**What is expected**
Rewrite the material from the line containing "Target: guitar bridge" to the line containing "top-left (105, 150), bottom-right (116, 172)", both included, as a JSON list of strings with one string per line. Leave the pictures out of the list.

**The data**
╔══

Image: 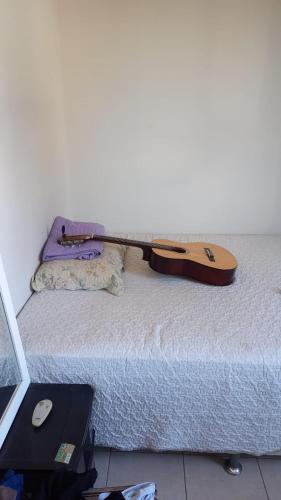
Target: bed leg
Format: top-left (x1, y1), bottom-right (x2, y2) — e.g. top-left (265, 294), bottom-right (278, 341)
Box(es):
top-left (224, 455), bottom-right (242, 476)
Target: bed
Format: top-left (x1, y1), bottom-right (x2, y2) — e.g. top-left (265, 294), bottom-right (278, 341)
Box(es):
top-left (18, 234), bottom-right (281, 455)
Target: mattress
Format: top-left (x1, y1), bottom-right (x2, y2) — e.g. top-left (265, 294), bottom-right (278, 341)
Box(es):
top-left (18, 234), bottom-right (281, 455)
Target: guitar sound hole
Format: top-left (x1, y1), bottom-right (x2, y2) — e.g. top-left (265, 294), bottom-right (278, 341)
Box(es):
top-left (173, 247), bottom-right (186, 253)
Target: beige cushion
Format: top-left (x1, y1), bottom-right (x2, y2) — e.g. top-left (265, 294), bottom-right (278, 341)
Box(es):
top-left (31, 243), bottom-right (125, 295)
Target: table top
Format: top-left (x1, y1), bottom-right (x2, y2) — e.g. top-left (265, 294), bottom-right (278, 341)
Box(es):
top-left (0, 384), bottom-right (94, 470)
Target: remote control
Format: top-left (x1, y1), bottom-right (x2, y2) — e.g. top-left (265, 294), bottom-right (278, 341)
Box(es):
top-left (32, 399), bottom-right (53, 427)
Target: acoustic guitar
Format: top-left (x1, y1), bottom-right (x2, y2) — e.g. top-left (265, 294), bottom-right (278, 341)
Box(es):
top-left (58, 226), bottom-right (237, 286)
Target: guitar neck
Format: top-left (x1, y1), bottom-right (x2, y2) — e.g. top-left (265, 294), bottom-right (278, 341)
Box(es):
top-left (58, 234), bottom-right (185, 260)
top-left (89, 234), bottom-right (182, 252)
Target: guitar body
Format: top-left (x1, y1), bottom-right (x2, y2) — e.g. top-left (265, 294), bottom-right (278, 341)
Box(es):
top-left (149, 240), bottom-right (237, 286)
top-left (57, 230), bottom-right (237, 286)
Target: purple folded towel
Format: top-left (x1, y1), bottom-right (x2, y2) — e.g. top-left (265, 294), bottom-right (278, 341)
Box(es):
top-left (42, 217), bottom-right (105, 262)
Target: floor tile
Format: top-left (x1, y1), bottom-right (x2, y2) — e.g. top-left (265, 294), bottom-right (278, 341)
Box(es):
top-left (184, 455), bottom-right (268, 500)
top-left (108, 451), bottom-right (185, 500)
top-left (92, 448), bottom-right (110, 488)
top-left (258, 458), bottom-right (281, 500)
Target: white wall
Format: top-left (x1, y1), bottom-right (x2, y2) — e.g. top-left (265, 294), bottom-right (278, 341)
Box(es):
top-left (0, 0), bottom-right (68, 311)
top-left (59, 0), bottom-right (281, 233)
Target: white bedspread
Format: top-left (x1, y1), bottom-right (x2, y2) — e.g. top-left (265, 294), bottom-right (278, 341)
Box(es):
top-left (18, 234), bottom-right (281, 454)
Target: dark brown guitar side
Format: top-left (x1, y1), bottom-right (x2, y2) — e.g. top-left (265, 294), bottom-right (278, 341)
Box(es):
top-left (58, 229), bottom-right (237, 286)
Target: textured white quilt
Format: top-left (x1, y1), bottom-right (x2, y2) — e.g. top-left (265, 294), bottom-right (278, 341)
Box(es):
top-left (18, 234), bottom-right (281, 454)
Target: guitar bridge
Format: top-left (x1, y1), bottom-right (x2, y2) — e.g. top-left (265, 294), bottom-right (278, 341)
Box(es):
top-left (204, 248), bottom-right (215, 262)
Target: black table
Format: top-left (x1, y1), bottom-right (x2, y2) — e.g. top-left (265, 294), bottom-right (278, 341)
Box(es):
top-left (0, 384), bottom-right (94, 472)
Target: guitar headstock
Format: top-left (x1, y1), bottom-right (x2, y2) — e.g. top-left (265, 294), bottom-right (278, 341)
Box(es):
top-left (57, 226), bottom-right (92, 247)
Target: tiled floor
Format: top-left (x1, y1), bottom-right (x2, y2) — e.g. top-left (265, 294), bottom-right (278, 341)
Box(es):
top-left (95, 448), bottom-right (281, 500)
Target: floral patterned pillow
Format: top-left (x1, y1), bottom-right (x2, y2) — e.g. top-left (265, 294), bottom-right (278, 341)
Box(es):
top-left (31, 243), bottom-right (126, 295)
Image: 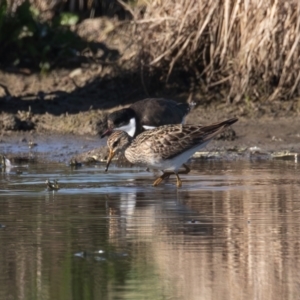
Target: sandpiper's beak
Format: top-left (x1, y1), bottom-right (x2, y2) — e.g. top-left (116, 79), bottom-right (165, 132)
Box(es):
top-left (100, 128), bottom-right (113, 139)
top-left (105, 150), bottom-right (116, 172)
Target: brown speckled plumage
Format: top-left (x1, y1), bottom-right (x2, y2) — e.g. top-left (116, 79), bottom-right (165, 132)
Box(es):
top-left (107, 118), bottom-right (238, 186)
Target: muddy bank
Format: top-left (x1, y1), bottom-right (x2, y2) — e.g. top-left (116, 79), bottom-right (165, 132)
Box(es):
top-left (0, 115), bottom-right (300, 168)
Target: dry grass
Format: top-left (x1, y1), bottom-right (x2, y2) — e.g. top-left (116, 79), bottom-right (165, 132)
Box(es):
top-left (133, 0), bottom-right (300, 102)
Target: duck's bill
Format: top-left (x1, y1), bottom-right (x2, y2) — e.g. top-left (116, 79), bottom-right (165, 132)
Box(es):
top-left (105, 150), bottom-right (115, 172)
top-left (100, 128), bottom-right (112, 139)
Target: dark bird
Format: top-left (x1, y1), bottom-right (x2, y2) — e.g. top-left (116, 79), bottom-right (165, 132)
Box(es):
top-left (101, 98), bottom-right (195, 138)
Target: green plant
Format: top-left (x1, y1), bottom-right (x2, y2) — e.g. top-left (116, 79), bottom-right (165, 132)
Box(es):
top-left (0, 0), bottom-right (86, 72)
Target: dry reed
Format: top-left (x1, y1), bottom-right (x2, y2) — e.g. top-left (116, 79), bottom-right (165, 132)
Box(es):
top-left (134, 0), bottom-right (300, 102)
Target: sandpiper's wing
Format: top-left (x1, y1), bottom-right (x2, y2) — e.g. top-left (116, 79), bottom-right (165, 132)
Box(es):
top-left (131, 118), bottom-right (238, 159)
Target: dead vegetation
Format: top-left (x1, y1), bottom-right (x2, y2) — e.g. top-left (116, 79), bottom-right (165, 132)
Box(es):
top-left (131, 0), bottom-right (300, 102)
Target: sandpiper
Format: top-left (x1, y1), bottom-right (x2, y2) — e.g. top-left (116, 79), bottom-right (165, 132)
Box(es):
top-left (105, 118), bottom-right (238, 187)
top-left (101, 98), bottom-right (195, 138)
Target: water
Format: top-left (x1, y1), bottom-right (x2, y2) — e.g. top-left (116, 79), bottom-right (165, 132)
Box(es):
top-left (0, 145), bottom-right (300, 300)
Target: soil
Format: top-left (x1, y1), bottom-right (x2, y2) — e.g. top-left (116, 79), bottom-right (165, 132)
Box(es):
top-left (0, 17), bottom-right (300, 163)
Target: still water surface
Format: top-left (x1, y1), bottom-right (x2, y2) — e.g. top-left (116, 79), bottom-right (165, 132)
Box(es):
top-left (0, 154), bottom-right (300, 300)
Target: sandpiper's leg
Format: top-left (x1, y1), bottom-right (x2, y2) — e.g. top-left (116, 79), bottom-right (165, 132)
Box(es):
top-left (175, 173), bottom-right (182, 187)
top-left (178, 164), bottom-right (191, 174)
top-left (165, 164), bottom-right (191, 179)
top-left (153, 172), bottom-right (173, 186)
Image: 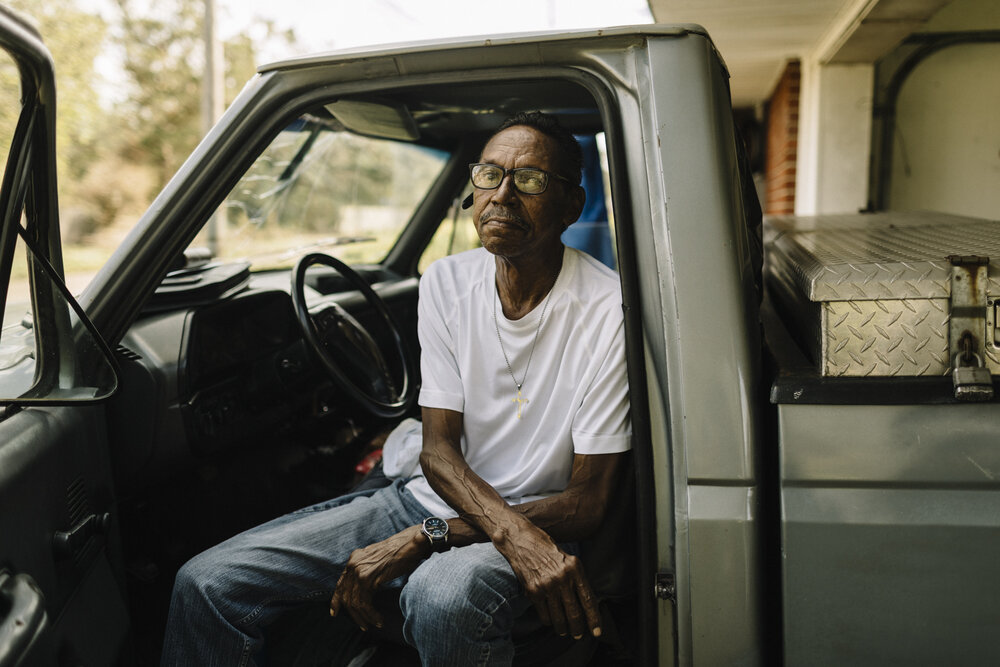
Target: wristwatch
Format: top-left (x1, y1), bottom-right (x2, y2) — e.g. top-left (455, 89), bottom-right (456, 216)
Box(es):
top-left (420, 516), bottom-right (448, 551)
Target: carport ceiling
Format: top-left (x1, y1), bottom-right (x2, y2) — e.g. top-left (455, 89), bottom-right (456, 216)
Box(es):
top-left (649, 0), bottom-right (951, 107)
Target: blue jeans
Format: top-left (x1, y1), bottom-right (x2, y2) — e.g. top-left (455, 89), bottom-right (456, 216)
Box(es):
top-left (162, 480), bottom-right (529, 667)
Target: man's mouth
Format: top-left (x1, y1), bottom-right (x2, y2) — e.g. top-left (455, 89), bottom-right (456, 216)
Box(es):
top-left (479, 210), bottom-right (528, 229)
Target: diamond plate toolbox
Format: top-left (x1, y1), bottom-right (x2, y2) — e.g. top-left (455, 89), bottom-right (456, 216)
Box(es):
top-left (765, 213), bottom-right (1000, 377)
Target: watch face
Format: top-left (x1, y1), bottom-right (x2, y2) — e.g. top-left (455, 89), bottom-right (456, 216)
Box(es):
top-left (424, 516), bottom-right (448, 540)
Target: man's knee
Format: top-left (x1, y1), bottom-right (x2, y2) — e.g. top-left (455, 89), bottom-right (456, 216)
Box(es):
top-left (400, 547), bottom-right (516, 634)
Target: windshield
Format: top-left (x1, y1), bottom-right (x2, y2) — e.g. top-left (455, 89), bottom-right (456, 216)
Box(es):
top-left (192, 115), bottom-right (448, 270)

╚══

**Answer in full**
[
  "Target: guitar bridge",
  "Format: top-left (x1, y1), bottom-right (x2, y2) — e.g. top-left (265, 294), bottom-right (278, 341)",
  "Box(es):",
  "top-left (204, 248), bottom-right (215, 262)",
  "Target: black table",
  "Format: top-left (x1, y1), bottom-right (x2, y2) — e.g. top-left (265, 294), bottom-right (278, 341)",
  "Box(es):",
  "top-left (0, 384), bottom-right (94, 472)",
  "Target: guitar headstock",
  "Format: top-left (x1, y1), bottom-right (x2, y2) — e.g. top-left (265, 294), bottom-right (278, 341)",
  "Box(es):",
  "top-left (57, 226), bottom-right (92, 247)",
  "Target: tiled floor",
  "Format: top-left (x1, y1), bottom-right (x2, y2) — e.g. top-left (265, 294), bottom-right (278, 341)",
  "Box(es):",
  "top-left (95, 448), bottom-right (281, 500)",
  "Target: floral patterned pillow",
  "Format: top-left (x1, y1), bottom-right (x2, y2) — e.g. top-left (265, 294), bottom-right (278, 341)",
  "Box(es):",
  "top-left (31, 243), bottom-right (126, 295)",
  "Image: ",
  "Target: sandpiper's beak",
  "Format: top-left (x1, y1), bottom-right (x2, y2) — e.g. top-left (116, 79), bottom-right (165, 132)",
  "Box(es):",
  "top-left (100, 128), bottom-right (113, 139)",
  "top-left (105, 150), bottom-right (116, 172)"
]